■ **Sezione del documento**

La grande separazione. Crisi dell’individuo quale unità minima di un processo di riduzione. Considerazioni preliminari per pensare un nuovo paradigma per il terzo millennio
È ormai sempre più ampio il riconoscimento della profonda crisi dell’io individuale, autocentrato, che si percepisce separato dal mondo e dagli altri, in perenne lotta per l’affermazione egoistica dei suoi “diritti”, all’interno di un paradigma di darwinismo sociale.
L’umanesimo moderno, infatti, ancorché mosso dall’idea, in sé apprezzabile, della centralità dell’essere umano nella creazione, in realtà non è riuscito a rispettare né l’essere umano né la creazione, per la deriva egoistica scaturita dalla recisione del legame tra l’etica e le varie scienze e tecniche determinata dal suo precipuo sistema culturale: l’individualismo filosofico.
Come è stato possibile tutto questo?
La concezione occidentale moderna del mondo, dell’uomo e del ruolo dell’uomo nel mondo, è figlia della filosofia, del metodo e delle teorie scientifiche del 1600, le quali costituiscono ancora oggi le basi portanti della scienza e della cultura scientifica; questa concezione può essere espressa, in una sola parola, con separazione.
Dal 1600 tutto l’universo è fatto di elementi separati
Infatti, il paradigma culturale della scienza e della filosofia moderne, principalmente risalente a Newton e Descartes, rappresenta l’universo come una realtà composta da elementi isolati ed autonomi l’uno dall’altro e l’essere umano come l’elemento più separato in assoluto, essendo separato anche in sé stesso tra un corpo di materia inerte ed una mente cosciente che ne costituirebbe la vera essenza.
La visione moderna dell’universo e dell’uomo è stata ulteriormente influenzata anche dalla teoria di Darwin che considera la vita come frutto del caso, priva di uno scopo, solitaria, selettiva ed il cui solo senso è la sopravvivenza, per assicurare la quale la regola è la predazione.

Voci salvate
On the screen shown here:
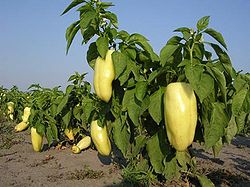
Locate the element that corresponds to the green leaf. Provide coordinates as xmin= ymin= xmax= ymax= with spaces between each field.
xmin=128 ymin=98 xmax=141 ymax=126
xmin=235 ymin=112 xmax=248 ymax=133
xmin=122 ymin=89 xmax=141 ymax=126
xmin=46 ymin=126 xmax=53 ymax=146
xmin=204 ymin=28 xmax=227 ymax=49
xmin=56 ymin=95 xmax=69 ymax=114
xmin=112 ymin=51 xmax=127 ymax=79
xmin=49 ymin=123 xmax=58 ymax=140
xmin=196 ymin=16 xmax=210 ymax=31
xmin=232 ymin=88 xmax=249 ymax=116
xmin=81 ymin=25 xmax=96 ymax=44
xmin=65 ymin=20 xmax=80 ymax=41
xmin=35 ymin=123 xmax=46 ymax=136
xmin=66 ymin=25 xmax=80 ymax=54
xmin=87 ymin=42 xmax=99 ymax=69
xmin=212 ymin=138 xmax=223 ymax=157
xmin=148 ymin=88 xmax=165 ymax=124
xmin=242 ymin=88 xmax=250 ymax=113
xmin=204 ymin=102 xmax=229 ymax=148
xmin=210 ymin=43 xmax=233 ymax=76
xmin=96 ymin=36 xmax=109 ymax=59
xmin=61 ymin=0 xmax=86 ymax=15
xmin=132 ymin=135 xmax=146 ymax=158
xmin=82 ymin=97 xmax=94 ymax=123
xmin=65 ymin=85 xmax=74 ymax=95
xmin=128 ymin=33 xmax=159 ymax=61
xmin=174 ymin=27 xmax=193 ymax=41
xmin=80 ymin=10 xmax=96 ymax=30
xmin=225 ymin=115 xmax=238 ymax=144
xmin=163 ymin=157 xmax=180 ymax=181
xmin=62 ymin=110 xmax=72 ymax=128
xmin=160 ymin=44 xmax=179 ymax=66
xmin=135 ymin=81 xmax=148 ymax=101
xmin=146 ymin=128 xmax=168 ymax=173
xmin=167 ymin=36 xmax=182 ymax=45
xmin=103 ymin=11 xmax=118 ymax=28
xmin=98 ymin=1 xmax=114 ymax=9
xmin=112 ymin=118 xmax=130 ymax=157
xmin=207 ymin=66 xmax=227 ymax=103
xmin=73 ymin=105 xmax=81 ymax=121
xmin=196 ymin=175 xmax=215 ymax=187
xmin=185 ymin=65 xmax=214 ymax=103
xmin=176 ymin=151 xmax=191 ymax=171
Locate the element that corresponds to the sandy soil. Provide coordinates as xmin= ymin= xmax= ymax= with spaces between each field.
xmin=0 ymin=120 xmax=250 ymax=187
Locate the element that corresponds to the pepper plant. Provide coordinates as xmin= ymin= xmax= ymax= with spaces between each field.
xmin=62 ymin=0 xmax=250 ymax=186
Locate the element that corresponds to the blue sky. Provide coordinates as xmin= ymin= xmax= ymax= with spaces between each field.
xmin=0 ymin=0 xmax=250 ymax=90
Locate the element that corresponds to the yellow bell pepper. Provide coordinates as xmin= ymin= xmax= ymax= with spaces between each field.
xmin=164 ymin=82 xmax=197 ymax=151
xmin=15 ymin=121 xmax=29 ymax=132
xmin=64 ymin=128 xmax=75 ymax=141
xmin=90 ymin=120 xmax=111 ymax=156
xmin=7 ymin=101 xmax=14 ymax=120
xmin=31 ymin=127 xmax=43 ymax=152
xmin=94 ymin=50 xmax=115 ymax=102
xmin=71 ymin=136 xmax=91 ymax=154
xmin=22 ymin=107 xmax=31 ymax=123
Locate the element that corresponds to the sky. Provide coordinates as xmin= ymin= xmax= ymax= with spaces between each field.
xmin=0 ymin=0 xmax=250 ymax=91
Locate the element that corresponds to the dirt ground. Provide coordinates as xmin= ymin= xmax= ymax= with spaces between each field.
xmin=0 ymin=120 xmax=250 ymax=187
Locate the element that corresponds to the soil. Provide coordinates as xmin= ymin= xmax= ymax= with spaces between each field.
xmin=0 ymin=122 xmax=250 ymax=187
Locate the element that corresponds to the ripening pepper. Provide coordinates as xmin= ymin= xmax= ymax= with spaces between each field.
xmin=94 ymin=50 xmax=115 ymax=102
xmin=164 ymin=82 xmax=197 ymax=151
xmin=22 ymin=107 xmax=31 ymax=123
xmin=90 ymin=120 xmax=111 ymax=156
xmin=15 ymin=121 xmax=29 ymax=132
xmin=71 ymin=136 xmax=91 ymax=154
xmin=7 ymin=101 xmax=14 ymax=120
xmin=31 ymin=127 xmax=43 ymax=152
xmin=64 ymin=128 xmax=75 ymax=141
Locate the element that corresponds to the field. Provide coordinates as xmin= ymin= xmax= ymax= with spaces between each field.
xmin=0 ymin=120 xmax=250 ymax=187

* * *

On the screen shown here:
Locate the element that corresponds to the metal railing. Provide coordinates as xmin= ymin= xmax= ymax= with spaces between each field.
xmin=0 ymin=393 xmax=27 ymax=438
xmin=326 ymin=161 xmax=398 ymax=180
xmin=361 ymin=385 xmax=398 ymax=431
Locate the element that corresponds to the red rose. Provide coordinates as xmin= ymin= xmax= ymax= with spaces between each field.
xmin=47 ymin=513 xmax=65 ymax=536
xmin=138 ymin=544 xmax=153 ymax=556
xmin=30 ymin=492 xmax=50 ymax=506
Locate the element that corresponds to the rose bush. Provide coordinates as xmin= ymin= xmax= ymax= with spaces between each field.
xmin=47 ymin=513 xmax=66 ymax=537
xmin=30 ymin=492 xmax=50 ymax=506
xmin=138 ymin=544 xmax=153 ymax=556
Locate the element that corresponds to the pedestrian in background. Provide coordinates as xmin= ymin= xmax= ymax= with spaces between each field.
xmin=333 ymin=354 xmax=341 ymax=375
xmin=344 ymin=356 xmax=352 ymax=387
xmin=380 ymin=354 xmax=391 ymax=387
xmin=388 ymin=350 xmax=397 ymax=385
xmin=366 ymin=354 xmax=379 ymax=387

* * *

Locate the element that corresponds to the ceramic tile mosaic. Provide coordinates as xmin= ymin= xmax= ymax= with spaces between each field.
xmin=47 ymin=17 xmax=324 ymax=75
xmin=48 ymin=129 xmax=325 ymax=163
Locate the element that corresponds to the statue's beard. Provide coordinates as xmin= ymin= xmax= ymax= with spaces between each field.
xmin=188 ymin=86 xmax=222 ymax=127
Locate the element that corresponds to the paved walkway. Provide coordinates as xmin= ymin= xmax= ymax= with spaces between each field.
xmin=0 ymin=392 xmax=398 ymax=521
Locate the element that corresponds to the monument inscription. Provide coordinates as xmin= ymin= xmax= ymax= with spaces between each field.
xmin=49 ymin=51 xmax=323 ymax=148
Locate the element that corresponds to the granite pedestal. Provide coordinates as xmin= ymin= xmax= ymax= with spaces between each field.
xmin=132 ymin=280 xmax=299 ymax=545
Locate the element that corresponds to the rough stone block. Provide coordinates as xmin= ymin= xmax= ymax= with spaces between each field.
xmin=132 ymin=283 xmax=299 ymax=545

■ **Requisiti del compito**
Rispondi a queste domande sul brano sulla grande separazione:
(a) A quali due pensatori risale principalmente il paradigma culturale della scienza e della filosofia moderne?
(b) Come si chiama il sistema culturale proprio dell'umanesimo moderno?
(c) Nella teoria di Darwin, qual è la regola per assicurare la sopravvivenza?

■ **La risposta**
(a) A Newton e Descartes.
(b) L'individualismo filosofico.
(c) La predazione.